#### Do this
How many lines of the listing below contain the string "field"? Reply with the number alone.

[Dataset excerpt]

(begin)

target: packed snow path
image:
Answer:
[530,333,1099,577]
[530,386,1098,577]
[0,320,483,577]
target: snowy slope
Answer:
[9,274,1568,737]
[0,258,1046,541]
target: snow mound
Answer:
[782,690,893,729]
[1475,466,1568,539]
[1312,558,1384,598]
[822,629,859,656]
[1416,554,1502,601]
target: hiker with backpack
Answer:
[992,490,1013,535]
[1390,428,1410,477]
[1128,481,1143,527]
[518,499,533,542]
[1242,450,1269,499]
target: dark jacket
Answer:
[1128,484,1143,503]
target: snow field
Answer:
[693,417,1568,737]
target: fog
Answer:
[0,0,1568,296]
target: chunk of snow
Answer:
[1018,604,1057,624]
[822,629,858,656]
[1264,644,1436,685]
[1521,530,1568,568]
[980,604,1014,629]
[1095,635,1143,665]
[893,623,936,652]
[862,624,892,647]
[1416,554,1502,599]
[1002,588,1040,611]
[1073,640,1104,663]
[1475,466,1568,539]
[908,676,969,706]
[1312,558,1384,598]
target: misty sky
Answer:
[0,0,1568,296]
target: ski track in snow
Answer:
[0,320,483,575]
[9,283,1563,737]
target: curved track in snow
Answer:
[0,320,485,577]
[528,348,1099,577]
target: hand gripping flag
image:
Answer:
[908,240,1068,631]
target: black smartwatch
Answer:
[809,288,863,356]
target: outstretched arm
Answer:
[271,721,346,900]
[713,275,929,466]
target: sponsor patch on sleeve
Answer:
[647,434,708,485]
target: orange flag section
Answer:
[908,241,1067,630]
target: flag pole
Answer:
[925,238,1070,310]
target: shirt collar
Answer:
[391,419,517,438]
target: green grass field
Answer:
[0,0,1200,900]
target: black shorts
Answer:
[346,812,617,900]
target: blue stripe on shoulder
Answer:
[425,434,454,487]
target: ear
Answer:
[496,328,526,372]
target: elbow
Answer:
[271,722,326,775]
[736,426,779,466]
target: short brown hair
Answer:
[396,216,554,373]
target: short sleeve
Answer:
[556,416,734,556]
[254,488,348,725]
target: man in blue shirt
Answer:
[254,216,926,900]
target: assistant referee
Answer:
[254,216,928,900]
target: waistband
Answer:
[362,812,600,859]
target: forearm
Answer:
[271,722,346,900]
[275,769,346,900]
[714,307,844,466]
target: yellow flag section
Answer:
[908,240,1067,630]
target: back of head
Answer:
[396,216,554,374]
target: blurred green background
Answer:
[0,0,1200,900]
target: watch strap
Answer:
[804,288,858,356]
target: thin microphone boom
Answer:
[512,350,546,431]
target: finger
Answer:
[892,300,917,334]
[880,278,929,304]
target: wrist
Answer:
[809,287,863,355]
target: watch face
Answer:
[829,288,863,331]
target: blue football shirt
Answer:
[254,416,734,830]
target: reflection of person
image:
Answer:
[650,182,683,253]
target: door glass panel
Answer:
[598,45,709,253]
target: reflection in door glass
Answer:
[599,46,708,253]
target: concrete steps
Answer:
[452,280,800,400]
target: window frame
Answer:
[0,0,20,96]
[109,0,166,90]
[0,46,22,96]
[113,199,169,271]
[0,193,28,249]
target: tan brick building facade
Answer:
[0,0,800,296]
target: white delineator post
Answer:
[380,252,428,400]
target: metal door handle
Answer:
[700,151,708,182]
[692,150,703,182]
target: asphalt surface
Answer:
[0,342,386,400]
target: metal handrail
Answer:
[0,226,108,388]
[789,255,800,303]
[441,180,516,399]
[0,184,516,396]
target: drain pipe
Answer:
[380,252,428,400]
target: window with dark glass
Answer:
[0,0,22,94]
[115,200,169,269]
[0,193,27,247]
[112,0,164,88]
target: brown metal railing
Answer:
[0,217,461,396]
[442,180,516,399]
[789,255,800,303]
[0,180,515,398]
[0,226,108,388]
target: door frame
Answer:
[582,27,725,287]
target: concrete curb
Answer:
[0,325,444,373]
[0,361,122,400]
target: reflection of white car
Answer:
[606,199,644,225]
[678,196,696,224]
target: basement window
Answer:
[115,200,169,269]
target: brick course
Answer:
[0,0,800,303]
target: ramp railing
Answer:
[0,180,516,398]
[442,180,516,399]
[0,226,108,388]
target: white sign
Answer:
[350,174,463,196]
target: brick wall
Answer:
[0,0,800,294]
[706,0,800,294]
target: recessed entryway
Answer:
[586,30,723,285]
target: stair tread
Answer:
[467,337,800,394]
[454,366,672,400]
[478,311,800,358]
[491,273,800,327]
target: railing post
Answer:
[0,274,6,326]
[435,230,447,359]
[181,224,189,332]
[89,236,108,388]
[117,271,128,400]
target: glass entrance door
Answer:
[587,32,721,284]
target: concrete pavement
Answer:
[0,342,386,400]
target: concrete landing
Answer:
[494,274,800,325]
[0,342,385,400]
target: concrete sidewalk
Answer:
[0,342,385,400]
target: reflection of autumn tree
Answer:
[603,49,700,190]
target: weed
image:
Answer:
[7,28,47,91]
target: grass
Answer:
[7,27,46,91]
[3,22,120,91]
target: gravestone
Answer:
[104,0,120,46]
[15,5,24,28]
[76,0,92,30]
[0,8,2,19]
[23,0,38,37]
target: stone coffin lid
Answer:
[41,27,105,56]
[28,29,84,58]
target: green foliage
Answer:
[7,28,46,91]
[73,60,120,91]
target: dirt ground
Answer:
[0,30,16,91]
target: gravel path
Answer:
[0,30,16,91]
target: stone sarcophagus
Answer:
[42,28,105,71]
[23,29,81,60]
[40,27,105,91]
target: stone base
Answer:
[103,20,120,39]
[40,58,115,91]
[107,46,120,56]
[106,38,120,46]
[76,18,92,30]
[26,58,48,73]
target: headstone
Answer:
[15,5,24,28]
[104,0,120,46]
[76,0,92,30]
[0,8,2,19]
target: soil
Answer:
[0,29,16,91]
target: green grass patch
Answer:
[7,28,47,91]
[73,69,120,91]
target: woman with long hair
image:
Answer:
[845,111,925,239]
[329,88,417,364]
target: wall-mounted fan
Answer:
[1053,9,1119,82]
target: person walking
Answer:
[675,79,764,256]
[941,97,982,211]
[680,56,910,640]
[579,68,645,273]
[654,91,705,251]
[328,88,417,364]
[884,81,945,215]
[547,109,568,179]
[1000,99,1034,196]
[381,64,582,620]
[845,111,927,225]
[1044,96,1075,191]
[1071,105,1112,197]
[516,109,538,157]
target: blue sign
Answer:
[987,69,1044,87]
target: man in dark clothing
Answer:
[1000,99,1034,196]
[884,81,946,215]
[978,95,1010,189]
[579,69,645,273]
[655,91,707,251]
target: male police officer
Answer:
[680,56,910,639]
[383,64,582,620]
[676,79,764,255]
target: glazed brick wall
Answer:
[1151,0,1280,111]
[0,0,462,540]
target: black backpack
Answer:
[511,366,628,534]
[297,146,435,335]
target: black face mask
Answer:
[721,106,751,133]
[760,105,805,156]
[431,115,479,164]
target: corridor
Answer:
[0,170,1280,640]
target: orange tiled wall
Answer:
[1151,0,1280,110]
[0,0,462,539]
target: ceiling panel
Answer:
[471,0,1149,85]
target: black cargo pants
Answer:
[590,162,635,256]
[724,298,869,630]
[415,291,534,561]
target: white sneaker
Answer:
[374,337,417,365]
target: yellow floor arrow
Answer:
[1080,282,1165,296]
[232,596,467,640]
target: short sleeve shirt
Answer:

(end)

#### Complete answer
2